[EXERCISE DIRECTIONS]: Give again, word for word, each line below starting at the one that contains "Target: red and white jacket" and ending at the one that contains "Target: palm tree".

[SOURCE RECORDS]:
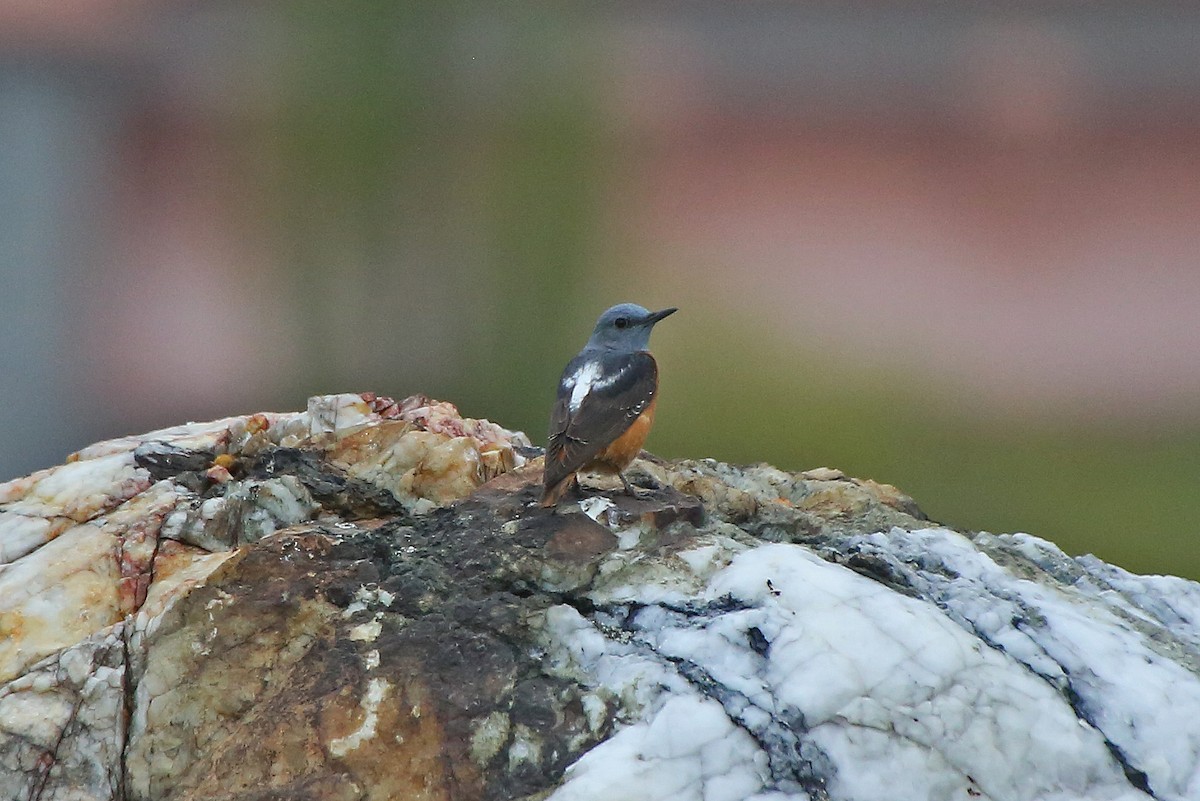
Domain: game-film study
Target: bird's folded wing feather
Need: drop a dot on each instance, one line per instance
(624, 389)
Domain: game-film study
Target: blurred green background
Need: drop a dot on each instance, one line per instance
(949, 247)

...

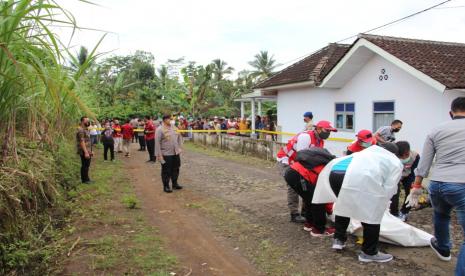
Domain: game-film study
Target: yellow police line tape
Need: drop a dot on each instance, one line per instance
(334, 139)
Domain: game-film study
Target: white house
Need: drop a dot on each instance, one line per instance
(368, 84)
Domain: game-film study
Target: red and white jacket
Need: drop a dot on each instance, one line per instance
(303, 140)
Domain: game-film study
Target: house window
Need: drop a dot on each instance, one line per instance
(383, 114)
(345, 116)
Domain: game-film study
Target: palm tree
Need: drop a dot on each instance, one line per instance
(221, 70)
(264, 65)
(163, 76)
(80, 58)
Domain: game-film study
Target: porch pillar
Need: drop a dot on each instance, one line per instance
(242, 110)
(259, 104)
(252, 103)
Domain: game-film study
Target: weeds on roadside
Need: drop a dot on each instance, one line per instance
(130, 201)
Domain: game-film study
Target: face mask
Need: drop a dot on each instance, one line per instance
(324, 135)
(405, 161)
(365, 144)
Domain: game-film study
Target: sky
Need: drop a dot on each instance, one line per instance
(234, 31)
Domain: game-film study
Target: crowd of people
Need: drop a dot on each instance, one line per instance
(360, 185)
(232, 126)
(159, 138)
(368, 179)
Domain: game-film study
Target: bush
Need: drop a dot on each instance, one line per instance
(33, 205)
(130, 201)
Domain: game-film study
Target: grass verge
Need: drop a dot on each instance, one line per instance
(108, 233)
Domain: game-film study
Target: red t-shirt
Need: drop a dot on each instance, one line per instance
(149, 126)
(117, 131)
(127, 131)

[RESULT OF THIS EXERCISE]:
Target: red and white jacket
Need: drop a dot on each instance, one line per instance
(303, 140)
Domain: game-film study
Target: house window
Need: drop a dot on each instance, one line per instance
(383, 114)
(345, 116)
Domain: game-film study
Target: palm tree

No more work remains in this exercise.